→ Direction
Rewrite all of the items below as a numbered list, one line per number, leaving out any blank lines.

(Point labeling examples)
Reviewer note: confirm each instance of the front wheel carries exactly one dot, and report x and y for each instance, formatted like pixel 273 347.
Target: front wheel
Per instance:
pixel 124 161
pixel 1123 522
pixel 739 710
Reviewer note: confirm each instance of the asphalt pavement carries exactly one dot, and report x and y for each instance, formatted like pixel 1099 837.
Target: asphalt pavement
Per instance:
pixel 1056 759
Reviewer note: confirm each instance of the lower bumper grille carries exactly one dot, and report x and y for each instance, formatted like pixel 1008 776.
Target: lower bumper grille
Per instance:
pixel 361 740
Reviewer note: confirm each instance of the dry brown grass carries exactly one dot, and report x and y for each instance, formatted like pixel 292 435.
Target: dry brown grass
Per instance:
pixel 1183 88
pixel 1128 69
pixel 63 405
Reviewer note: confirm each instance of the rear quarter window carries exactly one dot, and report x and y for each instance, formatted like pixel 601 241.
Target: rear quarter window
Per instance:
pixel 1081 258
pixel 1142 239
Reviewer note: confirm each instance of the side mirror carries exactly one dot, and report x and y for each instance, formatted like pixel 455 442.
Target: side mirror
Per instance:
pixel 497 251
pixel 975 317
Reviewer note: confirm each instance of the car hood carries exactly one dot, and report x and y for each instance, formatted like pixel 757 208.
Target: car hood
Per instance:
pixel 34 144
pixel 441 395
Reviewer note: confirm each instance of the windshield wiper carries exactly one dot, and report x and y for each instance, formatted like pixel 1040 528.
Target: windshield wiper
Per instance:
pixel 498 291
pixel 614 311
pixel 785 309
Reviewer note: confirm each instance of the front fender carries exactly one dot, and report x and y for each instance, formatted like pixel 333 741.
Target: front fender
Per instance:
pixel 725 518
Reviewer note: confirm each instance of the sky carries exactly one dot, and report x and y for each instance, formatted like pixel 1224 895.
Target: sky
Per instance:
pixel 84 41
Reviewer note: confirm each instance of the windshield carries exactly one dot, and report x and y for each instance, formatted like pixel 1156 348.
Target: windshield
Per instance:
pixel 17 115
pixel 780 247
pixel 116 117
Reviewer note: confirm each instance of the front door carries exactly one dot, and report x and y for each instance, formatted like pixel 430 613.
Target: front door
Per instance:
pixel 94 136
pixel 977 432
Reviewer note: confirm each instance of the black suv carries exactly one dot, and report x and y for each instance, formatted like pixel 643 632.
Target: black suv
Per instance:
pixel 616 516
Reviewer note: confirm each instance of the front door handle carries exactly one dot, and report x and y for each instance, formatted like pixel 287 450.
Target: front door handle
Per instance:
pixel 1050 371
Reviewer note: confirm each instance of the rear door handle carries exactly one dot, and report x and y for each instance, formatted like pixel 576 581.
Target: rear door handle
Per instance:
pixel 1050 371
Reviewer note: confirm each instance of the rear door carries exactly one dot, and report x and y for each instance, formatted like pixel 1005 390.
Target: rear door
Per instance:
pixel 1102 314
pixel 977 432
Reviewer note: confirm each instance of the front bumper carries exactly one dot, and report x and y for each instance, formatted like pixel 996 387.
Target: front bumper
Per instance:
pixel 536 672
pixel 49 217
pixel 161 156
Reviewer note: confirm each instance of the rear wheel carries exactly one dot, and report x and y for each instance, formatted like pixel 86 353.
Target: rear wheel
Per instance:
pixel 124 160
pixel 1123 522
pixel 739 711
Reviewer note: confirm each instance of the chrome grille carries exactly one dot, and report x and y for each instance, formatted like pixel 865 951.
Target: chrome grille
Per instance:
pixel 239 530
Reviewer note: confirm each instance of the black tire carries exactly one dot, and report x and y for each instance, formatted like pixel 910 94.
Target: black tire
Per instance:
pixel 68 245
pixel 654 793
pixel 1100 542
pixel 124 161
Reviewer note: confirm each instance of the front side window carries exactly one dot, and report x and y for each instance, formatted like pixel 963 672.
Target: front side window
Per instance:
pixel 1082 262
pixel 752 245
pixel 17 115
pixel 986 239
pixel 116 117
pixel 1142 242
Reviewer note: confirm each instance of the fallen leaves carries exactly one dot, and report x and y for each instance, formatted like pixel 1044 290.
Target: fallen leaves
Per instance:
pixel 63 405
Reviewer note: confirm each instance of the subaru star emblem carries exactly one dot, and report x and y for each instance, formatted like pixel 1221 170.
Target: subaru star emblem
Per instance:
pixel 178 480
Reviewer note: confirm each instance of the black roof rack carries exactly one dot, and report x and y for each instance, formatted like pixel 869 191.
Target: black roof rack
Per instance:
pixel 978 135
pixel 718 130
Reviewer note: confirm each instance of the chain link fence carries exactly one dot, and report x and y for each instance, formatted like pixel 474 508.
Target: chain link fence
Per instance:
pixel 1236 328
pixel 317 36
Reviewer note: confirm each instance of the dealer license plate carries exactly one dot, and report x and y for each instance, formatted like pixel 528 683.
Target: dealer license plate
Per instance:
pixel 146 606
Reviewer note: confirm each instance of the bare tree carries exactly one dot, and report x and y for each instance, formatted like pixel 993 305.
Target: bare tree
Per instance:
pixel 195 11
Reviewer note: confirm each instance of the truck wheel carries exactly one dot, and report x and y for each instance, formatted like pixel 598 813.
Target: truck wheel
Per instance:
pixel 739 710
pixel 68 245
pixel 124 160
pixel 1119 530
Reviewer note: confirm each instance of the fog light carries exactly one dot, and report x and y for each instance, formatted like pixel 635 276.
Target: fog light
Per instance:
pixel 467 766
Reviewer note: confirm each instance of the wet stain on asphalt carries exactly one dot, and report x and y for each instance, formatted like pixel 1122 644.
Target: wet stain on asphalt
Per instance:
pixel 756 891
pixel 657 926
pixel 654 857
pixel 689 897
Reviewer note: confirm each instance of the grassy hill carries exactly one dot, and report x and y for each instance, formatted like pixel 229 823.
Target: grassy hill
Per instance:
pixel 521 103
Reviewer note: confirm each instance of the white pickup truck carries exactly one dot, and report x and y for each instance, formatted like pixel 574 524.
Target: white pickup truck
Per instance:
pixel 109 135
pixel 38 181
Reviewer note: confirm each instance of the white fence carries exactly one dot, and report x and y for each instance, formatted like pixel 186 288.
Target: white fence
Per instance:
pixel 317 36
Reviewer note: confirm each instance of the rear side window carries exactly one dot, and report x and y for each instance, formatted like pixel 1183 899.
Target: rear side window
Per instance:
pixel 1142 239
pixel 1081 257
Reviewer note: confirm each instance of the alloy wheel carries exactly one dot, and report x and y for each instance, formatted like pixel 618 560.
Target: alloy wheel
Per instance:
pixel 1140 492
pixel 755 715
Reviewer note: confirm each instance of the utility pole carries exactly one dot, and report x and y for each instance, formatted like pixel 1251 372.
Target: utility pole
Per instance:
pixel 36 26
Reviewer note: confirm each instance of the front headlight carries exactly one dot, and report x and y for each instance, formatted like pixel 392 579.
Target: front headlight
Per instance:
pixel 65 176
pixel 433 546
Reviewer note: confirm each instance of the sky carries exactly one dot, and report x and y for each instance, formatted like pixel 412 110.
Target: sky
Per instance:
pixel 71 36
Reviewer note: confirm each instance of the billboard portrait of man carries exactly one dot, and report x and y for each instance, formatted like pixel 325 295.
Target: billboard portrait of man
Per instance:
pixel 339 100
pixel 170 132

→ Answer to the task
1. Reviewer note: confirm each instance of the front wheel carries exactly one dot, and report x and y for each instance, formatted like pixel 273 347.
2. Target: front wheel
3. Per instance:
4. pixel 124 161
5. pixel 1123 522
6. pixel 739 710
7. Reviewer note: confirm each instance of the asphalt pavement carries exactly one dot, and report x and y for each instance, formatted like pixel 1099 837.
8. Target: asphalt pavement
9. Per instance:
10. pixel 1056 759
11. Reviewer note: confirm each instance of the lower bumper grille carries exactly one dot, and report x and y for each instance, formatted like pixel 1008 776.
12. Target: lower bumper grille
13. Per instance:
14. pixel 361 740
15. Reviewer note: confirm each instance of the dry brown grass carries exactly one dot, and report x and y for each instance, formatted like pixel 292 435.
16. Target: dry brown grass
17. Per instance:
18. pixel 1183 88
19. pixel 1128 69
20. pixel 63 405
21. Reviewer note: confirm each instance of the rear quarter window carries exactly one dot, and report x and y for each instance, formatted like pixel 601 241.
22. Target: rear quarter window
23. Per instance:
24. pixel 1081 258
25. pixel 1142 239
26. Reviewer note: confirm each instance of the side mirror carries exactly one dot, and report x and y for each instance, formatted like pixel 455 442.
27. Target: side mirror
28. Per instance:
29. pixel 497 251
30. pixel 975 317
31. Reviewer note: confirm each instance of the car hood carries exactly one dot, and report x and y for each instance, formatted like pixel 757 208.
32. Target: car hood
33. Per instance:
34. pixel 34 144
35. pixel 441 395
36. Reviewer note: confirm each instance of the windshield wiper carries exactly one dot, and report x and y for each instance, formatted like pixel 1040 528.
37. Target: windshield wiper
38. Per instance:
39. pixel 498 291
40. pixel 614 311
41. pixel 785 309
42. Reviewer note: confirm each instance of the front fender carries exactly one dot, and report x and y for each instance, formatted like pixel 333 741.
43. Target: front fender
44. Per instance:
45. pixel 725 518
46. Reviewer note: confirm each instance of the sky carries exactly one dot, and report x and y for each instance, formatted like pixel 1224 895.
47. Target: sky
48. Per instance:
49. pixel 84 41
50. Reviewer note: confirm each instance of the windshield carries exactly one dot, and report x and y for each instance, formatted like pixel 1156 348.
51. Target: windshield
52. Per instance:
53. pixel 17 115
54. pixel 780 247
55. pixel 116 117
56. Reviewer note: confirm each instance of the front door carries exactly one dot, and report x and y for each instance, formatted like pixel 430 613.
57. Target: front door
58. Per instance:
59. pixel 94 136
60. pixel 977 432
61. Reviewer note: confirm each instance of the black suv carries exactly one dot, and report x and y for each instance, formatted like pixel 643 632.
62. Target: black suv
63. Per instance:
64. pixel 616 516
65. Reviewer note: confirm each instance of the front door handle carries exactly one dot, and report x and y for each instance, formatted like pixel 287 450.
66. Target: front door handle
67. Per instance:
68. pixel 1050 371
69. Reviewer note: confirm each instance of the rear door handle carries exactly one dot, and report x and y for each instance, formatted like pixel 576 581.
70. Target: rear door handle
71. Per instance:
72. pixel 1050 371
73. Reviewer note: confirm each instance of the rear door carries exactly one dot, and report x and y for each instance, formatted like pixel 1005 390.
74. Target: rear door
75. Per instance:
76. pixel 1102 314
77. pixel 977 432
78. Reviewer note: confirm each instance of the front bumper carries exactly one dot, and report x and y for each instance, formatted like pixel 996 387.
79. Target: front bumper
80. Per instance:
81. pixel 536 672
82. pixel 49 217
83. pixel 161 156
84. Reviewer note: confirm each instance of the rear wheel carries exactly one dot, and report x and y for each instance, formatted like pixel 86 353.
85. Target: rear wheel
86. Per instance:
87. pixel 124 160
88. pixel 1123 522
89. pixel 739 711
90. Reviewer note: confirm each instance of the chrome grille carries exactly one dot, and report x and y for each instance, formatted like pixel 865 951.
91. Target: chrome grille
92. Per instance:
93. pixel 239 530
94. Reviewer note: confirm each instance of the black tire carries exactly one dot, and report x and y for each instance, formatted like pixel 910 94.
95. Target: black tire
96. Per instance:
97. pixel 68 245
98. pixel 654 793
99. pixel 1100 542
100. pixel 124 161
101. Reviewer note: confirm each instance of the front side window carries exactly one dot, and report x and y for each instance, formatted like pixel 963 672.
102. Target: front side window
103. Per instance:
104. pixel 1082 262
105. pixel 752 245
106. pixel 17 115
107. pixel 986 239
108. pixel 116 117
109. pixel 1142 242
110. Reviewer note: confirm each instance of the fallen leaves carries exactly one dot, and report x and y for each instance, formatted like pixel 1044 290.
111. Target: fallen leaves
112. Per instance:
113. pixel 63 405
114. Reviewer note: confirm each instance of the subaru star emblem carries exactly one dot, and report x and y for each instance, formatted like pixel 1221 170.
115. Target: subaru star emblem
116. Per instance:
117. pixel 178 480
118. Reviewer note: confirm each instance of the black roof rack carries exactly one dot, and report x and y for each instance, formatted like pixel 869 191.
119. Target: black roof rack
120. Per instance:
121. pixel 978 135
122. pixel 718 130
123. Reviewer note: confirm each instance of the chain link fence carries exactly one dot, and report x and y for each instance, formatted like pixel 474 508.
124. Target: chain link fence
125. Per instance:
126. pixel 1236 328
127. pixel 317 36
128. Reviewer note: confirm each instance of the dealer license plate carries exactly one dot, and report x and y for each instance, formatted like pixel 528 683.
129. Target: dealer license plate
130. Per instance:
131. pixel 146 606
132. Reviewer note: confirm each instance of the bare tree carries exactly one dot, and report x and y for each instance, formatted like pixel 993 305.
133. Target: bare tree
134. Per instance:
135. pixel 195 11
136. Reviewer note: confirm each instance of the truck wheel carries exactly one dot, and report x and y for each instance, formatted like pixel 598 813.
137. Target: truck wheel
138. Per instance:
139. pixel 739 710
140. pixel 68 245
141. pixel 124 160
142. pixel 1119 530
143. Reviewer note: confirm each instance of the fog light carries exactly one dot, and report x and y for each instance, formatted like pixel 635 276.
144. Target: fog light
145. Per instance:
146. pixel 467 766
147. Reviewer note: confirm each instance of the wet stain on asphalt carries exactly one dot, and report x and y for each instance, formatted like pixel 1122 644.
148. Target: wet stain on asphalt
149. Per instance:
150. pixel 756 891
151. pixel 657 926
152. pixel 654 857
153. pixel 689 897
154. Reviewer note: confirm each instance of the grassy hill carries exactly one dot, and report x and y for each instance, formatted like pixel 229 823.
155. Target: grassy hill
156. Per instance:
157. pixel 521 103
158. Reviewer note: confirm each instance of the white pickup truck carries exactly one dot, and report x and y for each instance, formatted like pixel 574 524.
159. Target: white pickup truck
160. Per instance:
161. pixel 109 135
162. pixel 38 181
163. Reviewer note: confirm each instance of the white fence carries exactly one dot, and report x and y for each instance, formatted like pixel 186 288.
164. Target: white fence
165. Per instance:
166. pixel 317 36
167. Reviewer note: confirm each instance of the rear side window carries exactly one dot, and report x and y for each instance, formatted like pixel 1183 899.
168. Target: rear side window
169. Per instance:
170. pixel 1142 239
171. pixel 1081 257
172. Reviewer note: confirm each instance of the alloy wheel carries exactly one dot, and report x and y for each instance, formatted like pixel 618 560.
173. Target: alloy wheel
174. Per instance:
175. pixel 1140 492
176. pixel 755 715
177. Reviewer note: confirm each instance of the utility pole carries exactly one dot, and report x and y for each instance, formatted like pixel 1251 372.
178. Target: utility pole
179. Per instance:
180. pixel 36 26
181. Reviewer note: confirm each instance of the front headlight carries exactly one dot, and report x and y for each instance, formatted like pixel 392 579.
182. Target: front headlight
183. Per instance:
184. pixel 65 176
185. pixel 433 546
186. Reviewer note: confirm each instance of the sky carries exactly one dot, and report x and y for each instance, formatted like pixel 412 110.
187. Target: sky
188. Per instance:
189. pixel 71 36
190. Reviewer note: confirm each instance of the billboard portrait of man carries exactly one dot, and report x and y for each instance, formatted like pixel 325 295.
191. Target: billboard portrait of man
192. Per instance:
193. pixel 339 100
194. pixel 170 132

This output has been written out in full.